> Exercise requirements:
Swap "Query" for "Prompt" throughout the items below, keeping everything else unchanged. Leave the pictures out of your answer.

================================

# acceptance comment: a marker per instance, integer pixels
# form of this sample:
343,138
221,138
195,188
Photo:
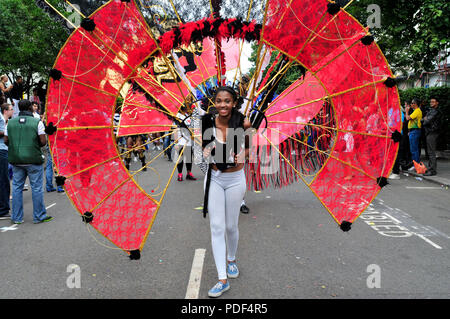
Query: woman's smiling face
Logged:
224,103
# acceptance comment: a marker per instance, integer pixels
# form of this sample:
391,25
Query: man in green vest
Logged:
25,135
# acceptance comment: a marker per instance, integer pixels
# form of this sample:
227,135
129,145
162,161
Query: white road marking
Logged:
193,287
377,218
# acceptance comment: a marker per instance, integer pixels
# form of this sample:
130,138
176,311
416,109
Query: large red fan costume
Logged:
334,127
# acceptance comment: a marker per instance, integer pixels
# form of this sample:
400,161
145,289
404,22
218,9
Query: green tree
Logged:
30,40
411,32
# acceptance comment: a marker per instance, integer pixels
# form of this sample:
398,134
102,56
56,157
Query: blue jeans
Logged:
4,183
414,140
35,174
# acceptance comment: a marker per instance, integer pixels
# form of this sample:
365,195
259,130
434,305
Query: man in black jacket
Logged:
432,123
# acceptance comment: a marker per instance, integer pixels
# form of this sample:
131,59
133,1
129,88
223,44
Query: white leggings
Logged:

================================

> Solution:
# acceptance comment: a marker per instance, integer pixels
# form of this sample:
343,138
221,138
195,188
Photo:
Prompt: woman's smiling face
Logged:
224,103
# acceptance comment: a marker per instance, integer pixels
# form of this sample:
391,25
Prompt: man in green vest
Logged:
25,135
# acceptance comment: a marker per instance, integer pixels
# form of this sample:
227,135
129,145
162,161
Prompt: white road marking
Logged:
193,287
377,218
# acceptance comment: a marker per instance, integer pixels
# form of this sample:
130,138
176,311
416,109
Prompt: large red fan costume
Logged:
334,127
# acceptance comment: a marker per instance, integer pixels
# form of this sample:
400,161
145,289
404,22
218,9
Prompt: green tree
Logged:
30,40
411,32
# acceptance comment: a marker per instance, integer pixels
# form of this sample:
398,134
102,56
56,157
Prompt: blue jeans
Logged:
4,183
414,140
35,174
# acceptance comment: a marker per instance, integer pixels
# form of this sample:
365,195
259,130
434,305
Prompt: man in black jacket
Logged:
432,123
# acceptance comment: a marker per instance, integer pixels
# form of this sample:
131,59
133,1
129,88
223,44
Prompt: white leggings
Logged:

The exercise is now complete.